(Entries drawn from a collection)
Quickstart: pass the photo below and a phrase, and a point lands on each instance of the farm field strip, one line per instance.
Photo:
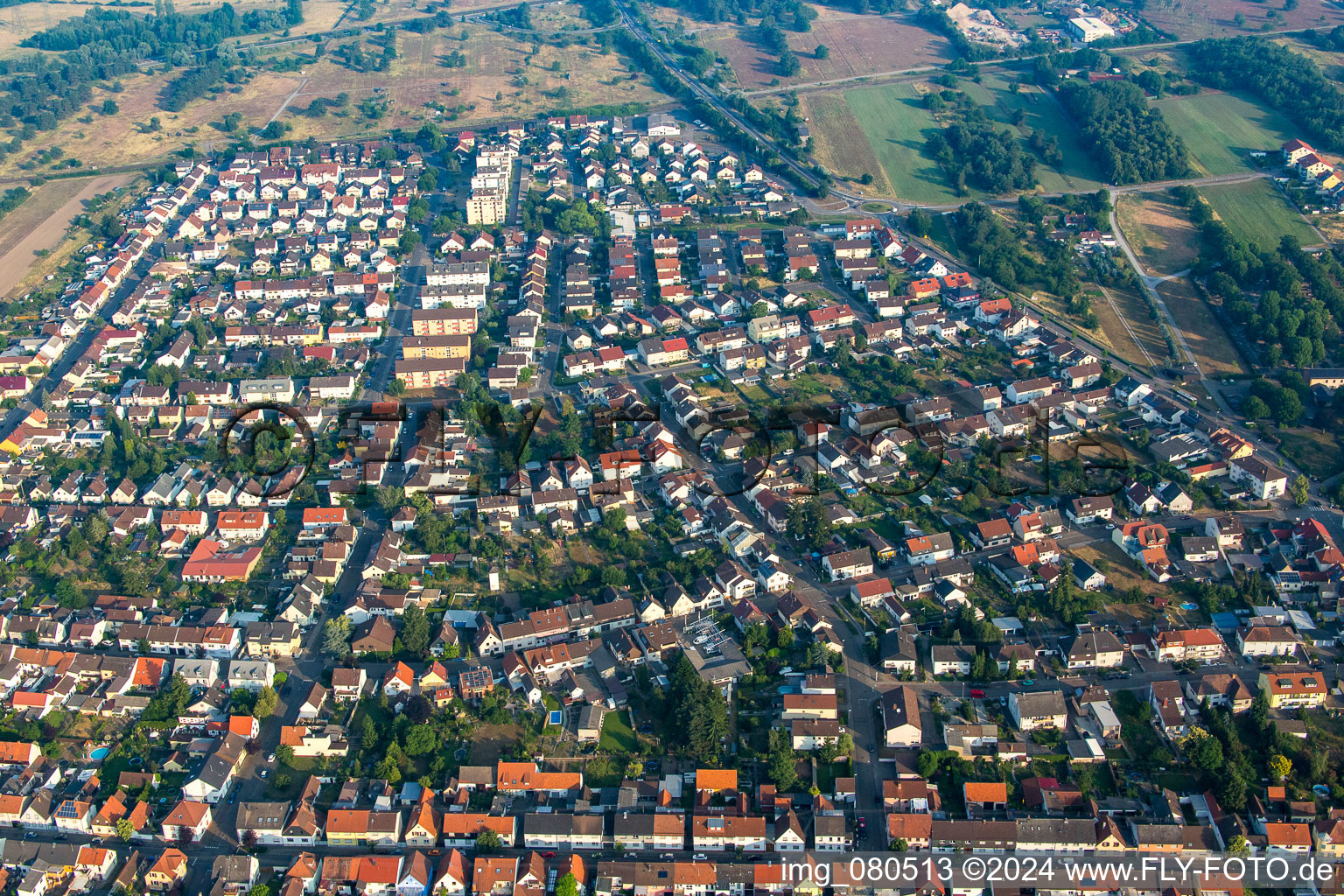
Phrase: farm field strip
(1158, 231)
(1221, 128)
(1205, 333)
(42, 220)
(897, 125)
(1256, 211)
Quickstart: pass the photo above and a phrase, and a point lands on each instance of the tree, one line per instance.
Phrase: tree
(421, 740)
(266, 703)
(336, 637)
(1298, 489)
(567, 886)
(782, 765)
(416, 634)
(390, 497)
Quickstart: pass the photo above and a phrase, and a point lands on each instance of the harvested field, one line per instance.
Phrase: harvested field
(897, 125)
(840, 143)
(1319, 454)
(494, 69)
(42, 220)
(1195, 19)
(1222, 130)
(1128, 326)
(1203, 329)
(1077, 172)
(1158, 231)
(859, 46)
(1256, 213)
(27, 19)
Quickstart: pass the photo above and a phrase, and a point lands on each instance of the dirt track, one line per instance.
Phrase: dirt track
(34, 226)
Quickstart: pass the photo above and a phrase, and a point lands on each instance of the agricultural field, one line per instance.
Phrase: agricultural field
(1256, 211)
(1158, 231)
(25, 19)
(859, 46)
(892, 127)
(1130, 328)
(489, 87)
(1043, 113)
(895, 124)
(1319, 454)
(40, 222)
(1203, 331)
(1195, 19)
(839, 143)
(1221, 130)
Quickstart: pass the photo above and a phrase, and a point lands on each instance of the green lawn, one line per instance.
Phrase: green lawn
(1078, 172)
(1256, 211)
(1219, 130)
(617, 735)
(897, 125)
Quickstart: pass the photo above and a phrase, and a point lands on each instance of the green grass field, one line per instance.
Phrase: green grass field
(897, 125)
(617, 735)
(1219, 130)
(1256, 211)
(1043, 112)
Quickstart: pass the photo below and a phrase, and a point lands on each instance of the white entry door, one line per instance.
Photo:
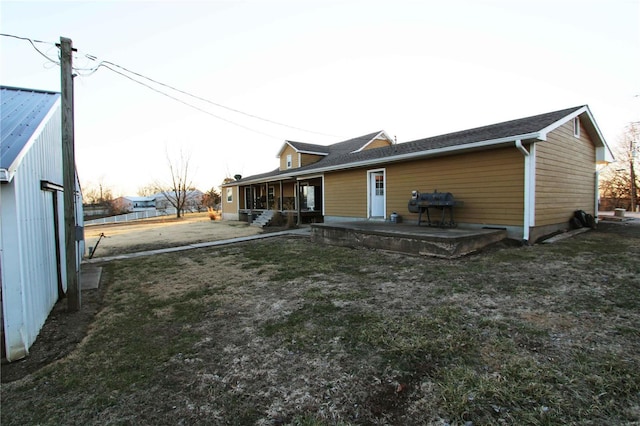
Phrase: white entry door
(376, 194)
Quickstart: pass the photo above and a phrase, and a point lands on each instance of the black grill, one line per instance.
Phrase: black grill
(421, 203)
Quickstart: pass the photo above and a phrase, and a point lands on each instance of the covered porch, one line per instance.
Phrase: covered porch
(301, 198)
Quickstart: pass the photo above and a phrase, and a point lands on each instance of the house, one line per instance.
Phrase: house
(527, 176)
(32, 239)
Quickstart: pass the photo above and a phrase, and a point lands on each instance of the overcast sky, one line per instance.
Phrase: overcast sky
(328, 70)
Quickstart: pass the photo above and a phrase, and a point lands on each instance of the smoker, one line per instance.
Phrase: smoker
(421, 203)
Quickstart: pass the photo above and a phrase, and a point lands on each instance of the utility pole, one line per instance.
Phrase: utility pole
(69, 174)
(632, 172)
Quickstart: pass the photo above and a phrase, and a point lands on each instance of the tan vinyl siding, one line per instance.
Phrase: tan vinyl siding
(377, 143)
(345, 193)
(306, 159)
(283, 158)
(565, 176)
(490, 183)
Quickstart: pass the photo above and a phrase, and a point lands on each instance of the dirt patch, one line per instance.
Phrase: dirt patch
(162, 233)
(283, 331)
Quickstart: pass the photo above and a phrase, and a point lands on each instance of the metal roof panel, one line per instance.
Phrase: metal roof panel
(21, 112)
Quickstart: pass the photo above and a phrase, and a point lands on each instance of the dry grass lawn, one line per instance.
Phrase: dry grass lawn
(285, 332)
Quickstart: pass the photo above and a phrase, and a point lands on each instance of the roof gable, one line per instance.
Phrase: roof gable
(21, 113)
(351, 153)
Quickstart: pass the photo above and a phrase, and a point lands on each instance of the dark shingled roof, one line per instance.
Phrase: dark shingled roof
(343, 153)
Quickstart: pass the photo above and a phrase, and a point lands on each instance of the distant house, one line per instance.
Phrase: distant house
(135, 204)
(32, 238)
(527, 176)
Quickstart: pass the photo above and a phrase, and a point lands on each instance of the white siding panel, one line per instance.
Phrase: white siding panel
(29, 267)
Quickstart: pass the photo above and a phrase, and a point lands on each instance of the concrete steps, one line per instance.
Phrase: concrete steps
(264, 219)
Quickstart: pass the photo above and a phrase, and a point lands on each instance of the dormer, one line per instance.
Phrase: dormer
(294, 155)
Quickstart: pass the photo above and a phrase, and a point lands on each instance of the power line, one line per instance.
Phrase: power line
(34, 46)
(213, 103)
(186, 103)
(85, 72)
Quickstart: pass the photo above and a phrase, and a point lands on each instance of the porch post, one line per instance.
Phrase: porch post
(298, 203)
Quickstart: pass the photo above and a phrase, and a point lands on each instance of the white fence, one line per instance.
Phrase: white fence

• _The task_
Starting at the line that contains "dormer, one line per instance." and ending at the end of the listing, write those lines out again, replacing "power line" with "utility wire" and keeping everything else the same.

• _Solution to the problem_
Quickstart: pass the photo above and a phrase, and a point lands on each instance of the dormer, one line per instance.
Phrase: dormer
(294, 155)
Quickstart: pass the photo above and a phrase, and a point lands on each instance of the utility wire, one line per instance.
Phrase: utility wire
(34, 46)
(213, 103)
(186, 103)
(85, 72)
Quickstart: pass the photo above and a phrase, and a point lands on each instance of the porch post, one line per instance.
Phrase: porch post
(298, 203)
Quickstart: pass the photo above and a phrase, and a point lands on each instance of the white fence, one line per instance.
Phrase: white fence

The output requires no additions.